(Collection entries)
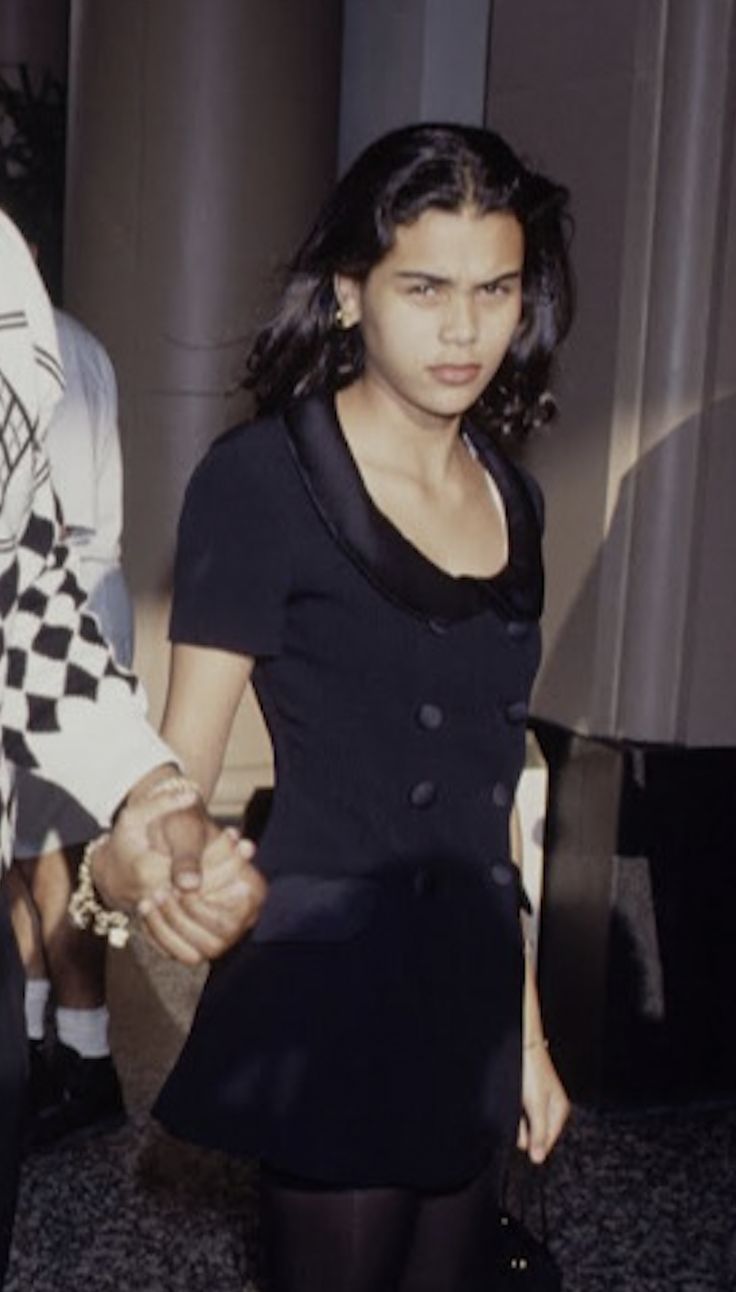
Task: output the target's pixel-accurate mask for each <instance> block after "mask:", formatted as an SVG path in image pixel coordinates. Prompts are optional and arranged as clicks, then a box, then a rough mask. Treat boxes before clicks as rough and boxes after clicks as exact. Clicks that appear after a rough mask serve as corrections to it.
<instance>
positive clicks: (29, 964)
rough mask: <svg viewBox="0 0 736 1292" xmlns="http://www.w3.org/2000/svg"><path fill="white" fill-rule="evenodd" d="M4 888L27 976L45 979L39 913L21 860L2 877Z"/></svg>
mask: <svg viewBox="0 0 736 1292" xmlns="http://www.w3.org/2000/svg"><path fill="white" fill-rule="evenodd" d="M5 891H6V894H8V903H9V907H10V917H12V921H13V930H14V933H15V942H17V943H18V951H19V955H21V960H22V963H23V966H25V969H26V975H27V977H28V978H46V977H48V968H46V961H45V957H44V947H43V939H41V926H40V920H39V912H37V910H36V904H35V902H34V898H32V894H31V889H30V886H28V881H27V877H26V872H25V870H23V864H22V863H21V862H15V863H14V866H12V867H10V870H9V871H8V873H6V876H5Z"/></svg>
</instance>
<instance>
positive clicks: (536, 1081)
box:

Work required:
Retype each entry above character for character; pictures stay out.

Expected output:
Task: output the target's pixel-accurate mask for each <instance> block after "mask:", formatted as an SVG path in image pixel coordinates. Prompts are optional and arranged as clicks, then a box, then a rough mask. Treat boxes before clicks as rough and boxes after clicks as exact. Clicks that appear after a rough mask serve as corrections to it.
<instance>
positive clicks: (29, 964)
rough mask: <svg viewBox="0 0 736 1292" xmlns="http://www.w3.org/2000/svg"><path fill="white" fill-rule="evenodd" d="M4 888L27 976L45 979L39 913L21 860L2 877Z"/></svg>
mask: <svg viewBox="0 0 736 1292" xmlns="http://www.w3.org/2000/svg"><path fill="white" fill-rule="evenodd" d="M5 891H6V894H8V903H9V907H10V917H12V921H13V930H14V933H15V942H17V943H18V951H19V955H21V960H22V963H23V966H25V969H26V975H27V977H28V978H46V977H48V968H46V961H45V957H44V947H43V939H41V926H40V920H39V912H37V910H36V904H35V902H34V898H32V894H31V889H30V886H28V881H27V877H26V872H25V870H23V864H22V863H21V862H15V863H14V866H12V867H10V870H9V871H8V873H6V876H5Z"/></svg>
</instance>
<instance>
positive clicks: (536, 1081)
box:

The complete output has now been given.